Opdracht 1.
Beantwoord de volgende vragen over de voogdijbeschikking hieronder:
(a) Op welke datum is de uitspraak gedaan?
(b) Op welke locatie is de GI gevestigd?
(c) Van welke datum is het verzoek van de GI?
Opdracht 2. Schrijf een deel van de voogdijbeschikking hieronder woordelijk over, te beginnen bij "1.Het procesverloop" en door tot en met "uitvoerbaarverklaring bij voorraad.".
Opdracht 3. Zet de voogdijbeschikking hieronder voort, te beginnen na de laatste zin die er staat.
══ Tekst
RECHTBANK ZEELAND-WEST-BRABANT

Familie- en Jeugdrecht
Locatie Middelburg
Zaaknummer: C/02/439581 / FA RK 25-4582
Datum uitspraak: 19 september 2025
Beschikking van de rechtbank over de (tijdelijke) voogdij
in de zaak van
NIDOS JEUGDBESCHERMING VOOR VLUCHTELINGEN,
locatie Utrecht, hierna te noemen: de GI,
betreffende
[minderjarige] ,geboren op [geboortedag] 2017 te [geboorteplaats] ( [land] ),
hierna te noemen: [minderjarige] ,
thans verblijvende op het [adres] .

1.Het procesverloop

1.1
Het verloop van de procedure blijkt uit:
- het verzoek met bijlagen van de GI van 3 september 2025;
- de bereidverklaring van de GI van 3 september 2025.

2.Het verzoek

2.1
De GI verzoekt de (tijdelijke) voogdij over [minderjarige] uit te spreken, met uitvoerbaarverklaring bij voorraad.
════
══ Datasetfragmenten
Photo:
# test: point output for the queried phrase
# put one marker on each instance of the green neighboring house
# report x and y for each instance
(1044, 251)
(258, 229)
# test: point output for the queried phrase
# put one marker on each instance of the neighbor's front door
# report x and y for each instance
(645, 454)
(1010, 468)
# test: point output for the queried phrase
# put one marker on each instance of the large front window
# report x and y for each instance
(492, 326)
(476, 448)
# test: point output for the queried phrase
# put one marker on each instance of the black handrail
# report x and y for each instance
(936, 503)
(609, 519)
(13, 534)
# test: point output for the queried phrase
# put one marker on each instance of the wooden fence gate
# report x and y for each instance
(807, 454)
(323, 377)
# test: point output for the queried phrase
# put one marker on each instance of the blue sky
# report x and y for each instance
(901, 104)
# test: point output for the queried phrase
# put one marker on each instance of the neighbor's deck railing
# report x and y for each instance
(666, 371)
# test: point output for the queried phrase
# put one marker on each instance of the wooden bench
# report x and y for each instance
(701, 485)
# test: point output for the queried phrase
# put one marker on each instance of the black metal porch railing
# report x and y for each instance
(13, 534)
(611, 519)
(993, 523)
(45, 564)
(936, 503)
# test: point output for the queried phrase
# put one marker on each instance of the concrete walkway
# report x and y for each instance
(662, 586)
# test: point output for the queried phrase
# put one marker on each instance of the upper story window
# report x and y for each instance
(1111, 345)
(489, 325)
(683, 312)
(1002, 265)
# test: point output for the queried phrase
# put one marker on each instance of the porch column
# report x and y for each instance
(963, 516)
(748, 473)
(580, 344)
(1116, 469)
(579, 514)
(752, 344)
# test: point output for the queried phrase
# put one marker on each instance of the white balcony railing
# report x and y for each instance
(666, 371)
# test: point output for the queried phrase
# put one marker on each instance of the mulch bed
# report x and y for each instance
════
Antwoordruimte 1.
(a) 19 september 2025
(b) Utrecht
(c) 3 september 2025

Antwoordruimte 2.
1.Het procesverloop

1.1
Het verloop van de procedure blijkt uit:
- het verzoek met bijlagen van de GI van 3 september 2025;
- de bereidverklaring van de GI van 3 september 2025.

2.Het verzoek

2.1
De GI verzoekt de (tijdelijke) voogdij over [minderjarige] uit te spreken, met uitvoerbaarverklaring bij voorraad.

Antwoordruimte 3.
3.De beoordeling

3.1
Op grond van het bepaalde in artikel 1:253r lid 1 van het Burgerlijk Wetboek (BW) in samenhang gelezen met artikel 1:253q BW, benoemt de rechtbank een voogd indien één of beide ouder(s) al dan niet tijdelijk in de onmogelijkheid verkeert/verkeren het gezag uit te oefenen of indien het bestaan of de verblijfplaats van één of beide ouder(s) onbekend is. Gelet op lid 2 van artikel 1:253r BW is het gezag, dat aan één of beide ouder(s) toekomt, geschorst gedurende de tijd waarin een van de in het eerste lid genoemde omstandigheden zich voordoet. Op grond van het bepaalde in artikel 1:253q lid 3 BW kan de rechtbank een voogd benoemen indien het gezag van de gezaghebbende ouder(s) geschorst is.
3.2
Uit de overgelegde stukken blijkt dat [minderjarige] op 24 juli 2025 in Nederland is aangekomen. Zij is samen met haar ouders en zusje vanuit [land] naar Nederland gereisd, maar tijdens de reis zijn de ouders en het zusje van [minderjarige] , zo heeft zij verklaard, overleden.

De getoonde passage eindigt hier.